=== To do ===
Copying nothing before it, reproduce the line that holds "Query: man with moustache" and every line after it in the data, exactly.
======== Material provided ========
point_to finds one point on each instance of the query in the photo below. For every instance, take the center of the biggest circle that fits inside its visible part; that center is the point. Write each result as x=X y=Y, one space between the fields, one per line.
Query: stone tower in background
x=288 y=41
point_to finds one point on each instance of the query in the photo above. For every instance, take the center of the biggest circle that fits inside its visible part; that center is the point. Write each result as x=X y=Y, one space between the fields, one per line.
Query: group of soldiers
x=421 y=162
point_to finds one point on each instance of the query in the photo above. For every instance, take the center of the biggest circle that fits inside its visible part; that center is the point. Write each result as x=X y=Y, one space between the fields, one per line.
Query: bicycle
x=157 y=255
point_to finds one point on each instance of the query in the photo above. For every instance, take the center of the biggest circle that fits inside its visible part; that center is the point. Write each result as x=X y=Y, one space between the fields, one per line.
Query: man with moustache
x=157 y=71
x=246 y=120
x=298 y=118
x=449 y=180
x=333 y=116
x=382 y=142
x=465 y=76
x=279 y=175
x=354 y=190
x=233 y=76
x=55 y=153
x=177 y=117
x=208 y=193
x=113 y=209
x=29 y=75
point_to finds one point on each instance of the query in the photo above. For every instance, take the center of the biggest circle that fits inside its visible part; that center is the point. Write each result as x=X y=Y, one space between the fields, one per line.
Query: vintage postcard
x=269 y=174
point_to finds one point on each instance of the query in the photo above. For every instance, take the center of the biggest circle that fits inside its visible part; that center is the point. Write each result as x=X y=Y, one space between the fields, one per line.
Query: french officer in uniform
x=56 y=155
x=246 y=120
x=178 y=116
========
=== Task output ===
Query: man with moustache
x=157 y=71
x=246 y=120
x=298 y=118
x=449 y=180
x=333 y=116
x=382 y=142
x=465 y=76
x=279 y=175
x=354 y=190
x=233 y=76
x=55 y=153
x=177 y=117
x=208 y=193
x=113 y=209
x=29 y=75
point_to finds one point on each instance of the query in the photo above. For every instance, take the center of the biggest circle that fits inside its visible part; that center is the point. Write each result as x=X y=Y, one space between the fields, one per line.
Query: vintage postcard
x=269 y=174
point_to finds one point on each instance of the query in the photo above. For every instance, take the center of the biggest circle that fits inside its visible part; that center is the point. Write each result as x=X y=Y, one space between the fields, one per line.
Query: french officer in uniform
x=56 y=155
x=246 y=120
x=178 y=116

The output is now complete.